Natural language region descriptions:
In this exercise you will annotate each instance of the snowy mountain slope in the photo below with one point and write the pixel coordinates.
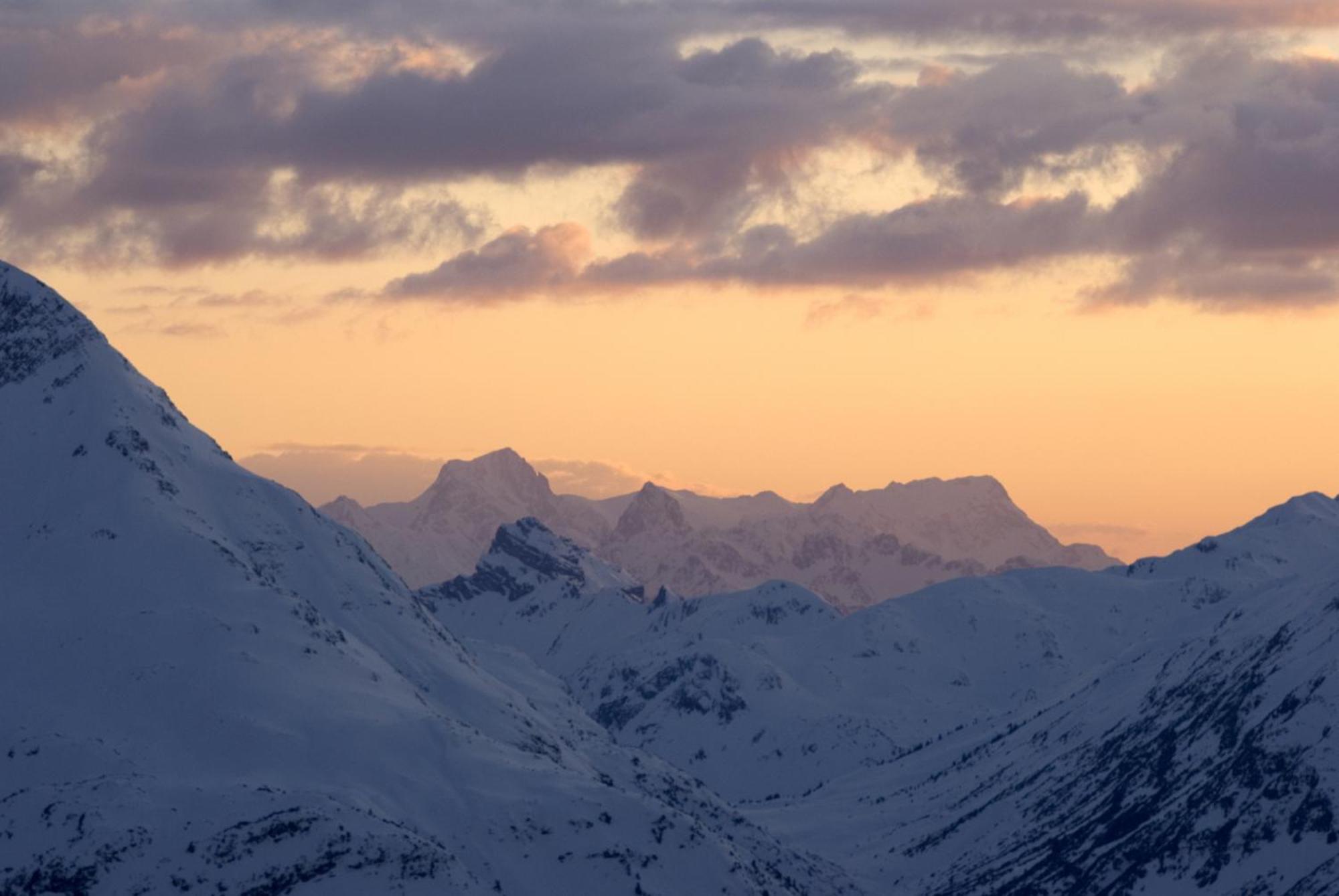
(771, 691)
(1202, 759)
(854, 549)
(206, 684)
(447, 529)
(1148, 729)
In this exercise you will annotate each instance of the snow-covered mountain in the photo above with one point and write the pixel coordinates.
(854, 549)
(207, 685)
(1158, 728)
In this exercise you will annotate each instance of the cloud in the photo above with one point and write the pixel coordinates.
(918, 242)
(370, 475)
(518, 264)
(855, 306)
(590, 478)
(208, 132)
(192, 331)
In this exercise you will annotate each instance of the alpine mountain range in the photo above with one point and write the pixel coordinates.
(210, 687)
(851, 547)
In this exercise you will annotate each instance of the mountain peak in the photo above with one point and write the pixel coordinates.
(834, 494)
(654, 510)
(37, 325)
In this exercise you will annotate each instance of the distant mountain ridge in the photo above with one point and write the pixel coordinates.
(852, 547)
(208, 687)
(1158, 728)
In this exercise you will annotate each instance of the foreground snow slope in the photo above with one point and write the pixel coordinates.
(208, 685)
(1156, 728)
(854, 549)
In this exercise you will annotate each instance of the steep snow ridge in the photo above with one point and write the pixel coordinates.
(444, 531)
(771, 691)
(1203, 757)
(208, 685)
(1150, 729)
(855, 549)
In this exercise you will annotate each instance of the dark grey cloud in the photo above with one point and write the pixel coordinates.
(53, 64)
(219, 131)
(515, 265)
(1238, 205)
(1021, 114)
(1042, 20)
(922, 241)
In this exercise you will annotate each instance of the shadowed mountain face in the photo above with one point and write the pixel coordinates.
(1160, 728)
(854, 549)
(207, 685)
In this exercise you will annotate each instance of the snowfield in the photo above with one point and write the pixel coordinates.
(210, 687)
(852, 549)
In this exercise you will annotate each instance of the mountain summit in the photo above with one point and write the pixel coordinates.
(852, 547)
(210, 687)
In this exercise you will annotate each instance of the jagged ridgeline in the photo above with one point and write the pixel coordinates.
(852, 549)
(207, 687)
(1162, 728)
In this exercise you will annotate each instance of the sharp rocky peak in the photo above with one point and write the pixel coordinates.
(654, 510)
(37, 325)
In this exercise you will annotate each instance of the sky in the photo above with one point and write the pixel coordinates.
(1085, 246)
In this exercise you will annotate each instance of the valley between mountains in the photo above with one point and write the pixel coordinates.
(210, 687)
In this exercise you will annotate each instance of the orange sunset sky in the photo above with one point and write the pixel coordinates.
(1088, 249)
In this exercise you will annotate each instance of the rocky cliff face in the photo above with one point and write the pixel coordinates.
(854, 549)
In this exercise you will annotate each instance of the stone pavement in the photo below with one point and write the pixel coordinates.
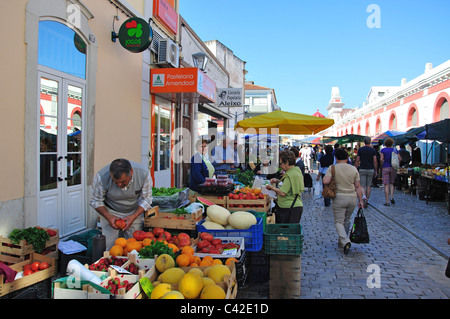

▶ [Requirement] Give the data above again exactly. Leave the pictures out.

▶ [Answer to this problem]
In this exercise you will annotate each instance of the snowy mountain slope in the photo below with one point and write the pixel coordinates.
(771, 691)
(1202, 759)
(854, 549)
(206, 684)
(447, 529)
(1148, 729)
In this exercise you will annotate each instance of the snow-covered mountain in the photo above with one point and write the pixel coordinates.
(854, 549)
(207, 685)
(1158, 728)
In this exercise you will annotate each instance of the cloud in the photo above with one point and write the pixel coordinates.
(918, 242)
(370, 475)
(518, 264)
(855, 306)
(590, 478)
(208, 132)
(192, 331)
In this exercise you will annotate each instance of the alpine mountain range in the photo above with one point and write the pixel coordinates.
(210, 687)
(851, 547)
In this exercise you will annotate each instance of the mountain peak in the photo above with one point and write the pixel coordinates.
(834, 494)
(654, 510)
(37, 325)
In this exercise you will annotate each instance of the distant mountain ridge in the photo above with one point and write the pixel coordinates.
(852, 547)
(208, 687)
(1158, 728)
In this exercise you will annotate each instance of the foreground snow slope in the photo above with one point and write the pixel coordinates.
(208, 685)
(1156, 728)
(854, 549)
In this exercise you will annotate each instance of the steep snow ridge in the photo above with one point and write the pixel coordinates.
(444, 531)
(771, 691)
(1203, 757)
(208, 685)
(1150, 729)
(855, 549)
In this exercise you will annotate each instance of the dark grey cloud in the photo above with one point and write the pixel coordinates.
(53, 64)
(219, 131)
(515, 265)
(1238, 205)
(1021, 114)
(1042, 20)
(922, 241)
In this exercise you will annotate each instance of the shadowed mountain face in the photo above with one point and write the pixel coordinates.
(1160, 728)
(854, 549)
(207, 685)
In this exercise you will annotate each instance of the snowfield in the photo above with one point and write the pixel coordinates.
(210, 687)
(852, 549)
In this exercise you will annotate each instance of the mountain summit in the photo above with one point and write the pixel coordinates.
(852, 547)
(210, 687)
In this exercise you will annotate each instance of the jagged ridgeline in the photo above with one point and write the pixel coordinates.
(852, 549)
(207, 687)
(1162, 728)
In this exercise you will annotate each instance of the sharp rocky peak in the photo above with one point and write the pixel coordinates.
(654, 510)
(37, 325)
In this exercise you will annotate each instance of the sky in the photo above with one point and write the pixel coordinates.
(1085, 246)
In this exercise you will annotate each instance of the valley between mountains in the photo above with one point and write the pixel coordinates.
(210, 687)
In this exercise you will annotate each instance of the orange sunset sky in the photo above with one point and write the pixel coordinates.
(1088, 249)
In this exercise you will annotate each instance of the rocky cliff face in the photo above with one point and write the pixel coordinates.
(854, 549)
In this exercise you will annotate each instance of the stone pavement in the photo below with one point and write the pixel coordinates.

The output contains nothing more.